● **PROBLEM REQUIREMENTS**: Count the lines below that contain the word "chimney". Give only the number.

-- start of SUPPLIED ENTRIES --

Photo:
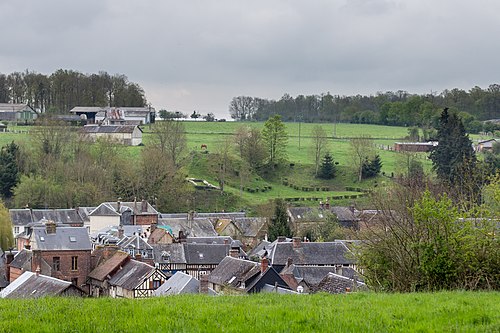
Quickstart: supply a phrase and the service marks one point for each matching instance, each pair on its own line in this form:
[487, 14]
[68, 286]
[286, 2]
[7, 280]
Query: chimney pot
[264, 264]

-- end of SUPPLIED ENTRIES --
-- start of SUPPLIED ENTRIES --

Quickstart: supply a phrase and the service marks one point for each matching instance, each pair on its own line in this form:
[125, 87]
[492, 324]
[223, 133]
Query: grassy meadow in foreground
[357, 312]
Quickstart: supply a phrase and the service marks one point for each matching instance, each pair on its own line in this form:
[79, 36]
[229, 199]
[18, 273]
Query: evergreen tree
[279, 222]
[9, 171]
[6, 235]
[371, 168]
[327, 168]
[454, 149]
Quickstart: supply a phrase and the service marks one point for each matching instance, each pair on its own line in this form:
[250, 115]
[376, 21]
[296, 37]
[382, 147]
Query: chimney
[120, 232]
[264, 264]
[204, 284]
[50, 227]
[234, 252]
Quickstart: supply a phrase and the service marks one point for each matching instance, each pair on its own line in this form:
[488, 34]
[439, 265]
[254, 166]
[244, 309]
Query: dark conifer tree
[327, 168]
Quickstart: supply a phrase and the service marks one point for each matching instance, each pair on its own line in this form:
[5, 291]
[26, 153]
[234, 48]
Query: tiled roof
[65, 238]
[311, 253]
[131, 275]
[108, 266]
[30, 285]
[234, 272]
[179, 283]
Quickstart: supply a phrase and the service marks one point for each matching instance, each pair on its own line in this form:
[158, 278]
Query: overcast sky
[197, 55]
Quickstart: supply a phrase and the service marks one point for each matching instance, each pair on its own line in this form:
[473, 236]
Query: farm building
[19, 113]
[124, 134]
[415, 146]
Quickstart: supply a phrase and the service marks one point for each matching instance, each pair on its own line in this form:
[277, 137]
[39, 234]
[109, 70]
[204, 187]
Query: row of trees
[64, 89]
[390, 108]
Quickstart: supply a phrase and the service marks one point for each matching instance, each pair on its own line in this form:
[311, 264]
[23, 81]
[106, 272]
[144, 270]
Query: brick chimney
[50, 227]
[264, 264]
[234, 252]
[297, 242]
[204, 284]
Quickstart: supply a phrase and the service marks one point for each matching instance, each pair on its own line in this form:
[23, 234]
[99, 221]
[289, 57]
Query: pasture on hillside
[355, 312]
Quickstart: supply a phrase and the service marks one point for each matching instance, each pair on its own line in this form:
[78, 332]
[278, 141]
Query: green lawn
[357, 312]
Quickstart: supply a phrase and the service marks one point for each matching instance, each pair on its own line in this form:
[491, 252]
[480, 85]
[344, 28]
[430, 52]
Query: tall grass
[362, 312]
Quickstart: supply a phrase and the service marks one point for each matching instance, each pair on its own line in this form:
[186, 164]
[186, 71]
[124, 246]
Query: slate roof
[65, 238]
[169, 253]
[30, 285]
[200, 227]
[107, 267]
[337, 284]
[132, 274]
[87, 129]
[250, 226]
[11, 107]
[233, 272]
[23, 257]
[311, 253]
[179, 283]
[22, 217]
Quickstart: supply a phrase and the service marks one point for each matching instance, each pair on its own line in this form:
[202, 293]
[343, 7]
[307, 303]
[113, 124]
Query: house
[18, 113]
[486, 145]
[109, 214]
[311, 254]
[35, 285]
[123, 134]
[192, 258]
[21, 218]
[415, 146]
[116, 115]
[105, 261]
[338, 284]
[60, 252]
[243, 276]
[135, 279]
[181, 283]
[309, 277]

-- end of SUPPLIED ENTRIES --
-- start of SUPPLIED ENTRIES --

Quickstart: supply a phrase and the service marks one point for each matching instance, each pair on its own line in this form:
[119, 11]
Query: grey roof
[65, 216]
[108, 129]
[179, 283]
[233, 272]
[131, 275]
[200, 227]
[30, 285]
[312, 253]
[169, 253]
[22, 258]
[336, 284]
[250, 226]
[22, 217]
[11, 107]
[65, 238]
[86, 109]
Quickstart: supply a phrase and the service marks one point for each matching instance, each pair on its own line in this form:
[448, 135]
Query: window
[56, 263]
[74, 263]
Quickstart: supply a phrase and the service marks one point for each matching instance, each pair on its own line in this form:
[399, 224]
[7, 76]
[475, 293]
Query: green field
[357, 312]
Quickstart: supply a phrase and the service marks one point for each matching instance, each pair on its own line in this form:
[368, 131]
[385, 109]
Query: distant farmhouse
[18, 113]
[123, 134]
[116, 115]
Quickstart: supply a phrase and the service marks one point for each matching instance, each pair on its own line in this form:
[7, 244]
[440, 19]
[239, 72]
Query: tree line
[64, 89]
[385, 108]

-- end of SUPPLIED ENTRIES --

● **FINAL RESULT**: 3